▸ **Objective**
Can you put the lines below into a JSON list of strings, one string per line and blank lines left out, using only the part that opens with the line containing "point: sky -- drop a marker on every instance" and closes with the line containing "column 154, row 177"?

Excerpts from a pointing dataset:
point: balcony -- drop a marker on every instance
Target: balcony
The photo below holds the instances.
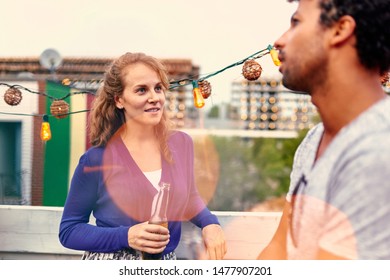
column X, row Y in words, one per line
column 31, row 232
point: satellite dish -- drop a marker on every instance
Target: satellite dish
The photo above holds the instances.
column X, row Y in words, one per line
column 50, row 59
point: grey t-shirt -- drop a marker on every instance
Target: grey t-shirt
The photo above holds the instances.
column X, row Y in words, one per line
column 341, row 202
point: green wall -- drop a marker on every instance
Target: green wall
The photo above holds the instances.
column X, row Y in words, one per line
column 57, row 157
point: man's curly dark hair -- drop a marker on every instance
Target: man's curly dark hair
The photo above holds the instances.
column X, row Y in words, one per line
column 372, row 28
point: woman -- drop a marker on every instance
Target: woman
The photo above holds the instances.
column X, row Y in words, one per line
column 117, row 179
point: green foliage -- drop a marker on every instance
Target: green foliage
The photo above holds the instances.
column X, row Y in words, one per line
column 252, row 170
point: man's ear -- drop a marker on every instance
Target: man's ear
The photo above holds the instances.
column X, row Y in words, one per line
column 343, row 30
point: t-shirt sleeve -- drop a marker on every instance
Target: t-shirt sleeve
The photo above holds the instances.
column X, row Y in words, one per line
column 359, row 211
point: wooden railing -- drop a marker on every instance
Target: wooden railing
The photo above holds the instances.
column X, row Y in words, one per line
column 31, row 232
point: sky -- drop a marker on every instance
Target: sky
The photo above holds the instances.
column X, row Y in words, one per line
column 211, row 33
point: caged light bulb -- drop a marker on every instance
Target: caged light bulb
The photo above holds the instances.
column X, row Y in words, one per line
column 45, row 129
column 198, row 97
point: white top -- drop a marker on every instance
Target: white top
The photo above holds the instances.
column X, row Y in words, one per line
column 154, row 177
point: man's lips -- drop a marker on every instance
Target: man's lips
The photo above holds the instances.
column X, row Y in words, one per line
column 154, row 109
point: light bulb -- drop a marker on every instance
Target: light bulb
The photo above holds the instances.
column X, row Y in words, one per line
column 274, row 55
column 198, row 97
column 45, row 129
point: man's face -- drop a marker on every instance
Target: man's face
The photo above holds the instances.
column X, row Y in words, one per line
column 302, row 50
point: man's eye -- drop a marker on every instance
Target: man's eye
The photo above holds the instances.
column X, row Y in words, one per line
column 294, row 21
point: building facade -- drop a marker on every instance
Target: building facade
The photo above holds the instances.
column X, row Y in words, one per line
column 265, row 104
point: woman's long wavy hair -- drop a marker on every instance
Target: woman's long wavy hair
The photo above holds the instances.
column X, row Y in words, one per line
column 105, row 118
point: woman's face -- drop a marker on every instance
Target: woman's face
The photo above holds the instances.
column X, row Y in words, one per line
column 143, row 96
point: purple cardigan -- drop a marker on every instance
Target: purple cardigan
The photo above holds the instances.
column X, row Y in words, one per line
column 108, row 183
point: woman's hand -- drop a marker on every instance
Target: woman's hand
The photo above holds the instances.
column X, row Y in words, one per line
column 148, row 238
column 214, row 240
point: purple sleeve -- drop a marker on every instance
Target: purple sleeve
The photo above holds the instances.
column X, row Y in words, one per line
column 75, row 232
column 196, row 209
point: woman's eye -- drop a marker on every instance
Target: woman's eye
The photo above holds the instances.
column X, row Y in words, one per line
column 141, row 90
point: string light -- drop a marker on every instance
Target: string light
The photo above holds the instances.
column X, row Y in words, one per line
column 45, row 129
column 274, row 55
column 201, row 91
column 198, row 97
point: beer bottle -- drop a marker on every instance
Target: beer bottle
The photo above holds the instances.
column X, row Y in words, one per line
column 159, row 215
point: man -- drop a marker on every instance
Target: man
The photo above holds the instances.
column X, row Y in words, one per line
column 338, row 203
---
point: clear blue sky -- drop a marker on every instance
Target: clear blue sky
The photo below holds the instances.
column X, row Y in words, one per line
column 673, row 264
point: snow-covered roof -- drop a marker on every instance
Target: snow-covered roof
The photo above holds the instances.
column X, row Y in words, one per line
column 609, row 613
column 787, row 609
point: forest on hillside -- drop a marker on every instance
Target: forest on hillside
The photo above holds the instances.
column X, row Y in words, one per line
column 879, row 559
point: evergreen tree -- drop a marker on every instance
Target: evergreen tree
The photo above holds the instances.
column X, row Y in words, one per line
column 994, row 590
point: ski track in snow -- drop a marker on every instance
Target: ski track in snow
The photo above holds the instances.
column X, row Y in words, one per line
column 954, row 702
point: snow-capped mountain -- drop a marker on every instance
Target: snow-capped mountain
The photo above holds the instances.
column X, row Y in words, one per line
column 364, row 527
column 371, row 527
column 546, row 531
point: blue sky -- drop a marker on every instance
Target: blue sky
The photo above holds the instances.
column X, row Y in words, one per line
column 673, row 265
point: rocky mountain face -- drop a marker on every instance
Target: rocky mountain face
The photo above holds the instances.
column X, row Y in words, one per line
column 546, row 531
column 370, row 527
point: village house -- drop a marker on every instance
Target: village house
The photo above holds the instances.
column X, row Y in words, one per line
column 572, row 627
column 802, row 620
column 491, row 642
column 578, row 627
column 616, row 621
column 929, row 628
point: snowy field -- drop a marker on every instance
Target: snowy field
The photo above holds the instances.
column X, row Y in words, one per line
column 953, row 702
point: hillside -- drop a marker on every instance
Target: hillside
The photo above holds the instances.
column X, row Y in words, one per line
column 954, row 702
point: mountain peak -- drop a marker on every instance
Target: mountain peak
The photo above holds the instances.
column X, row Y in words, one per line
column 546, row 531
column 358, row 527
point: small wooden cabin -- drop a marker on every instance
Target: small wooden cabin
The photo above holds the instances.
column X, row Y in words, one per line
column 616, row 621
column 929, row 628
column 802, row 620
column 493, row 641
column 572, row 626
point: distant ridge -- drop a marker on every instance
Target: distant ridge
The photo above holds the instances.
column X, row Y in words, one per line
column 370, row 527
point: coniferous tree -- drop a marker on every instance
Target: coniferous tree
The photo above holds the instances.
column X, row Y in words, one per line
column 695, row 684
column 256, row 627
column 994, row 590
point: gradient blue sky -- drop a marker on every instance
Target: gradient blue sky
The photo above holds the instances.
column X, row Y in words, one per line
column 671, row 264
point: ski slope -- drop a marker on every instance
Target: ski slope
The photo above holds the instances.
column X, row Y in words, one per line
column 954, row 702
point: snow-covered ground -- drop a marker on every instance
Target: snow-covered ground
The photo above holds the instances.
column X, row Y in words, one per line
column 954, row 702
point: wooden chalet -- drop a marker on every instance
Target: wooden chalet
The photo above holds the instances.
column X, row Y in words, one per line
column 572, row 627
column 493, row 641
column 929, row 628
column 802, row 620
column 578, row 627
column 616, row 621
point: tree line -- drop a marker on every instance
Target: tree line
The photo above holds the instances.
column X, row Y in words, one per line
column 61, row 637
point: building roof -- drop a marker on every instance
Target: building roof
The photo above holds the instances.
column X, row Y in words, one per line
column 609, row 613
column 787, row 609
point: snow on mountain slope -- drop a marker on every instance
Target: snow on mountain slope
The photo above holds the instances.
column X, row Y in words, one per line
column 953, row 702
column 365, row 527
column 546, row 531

▸ **Task response**
[
  "point: sky -- drop a marker on every instance",
  "Target: sky",
  "The photo above holds the instances.",
  "column X, row Y in words, one per line",
  "column 211, row 33",
  "point: caged light bulb -- drop a marker on every instance",
  "Target: caged light bulb",
  "The photo above holds the instances.",
  "column X, row Y in words, one per line",
  "column 45, row 129",
  "column 198, row 97",
  "point: white top -- drop a marker on every instance",
  "Target: white top",
  "The photo above holds the instances.",
  "column X, row Y in words, one per line",
  "column 154, row 177"
]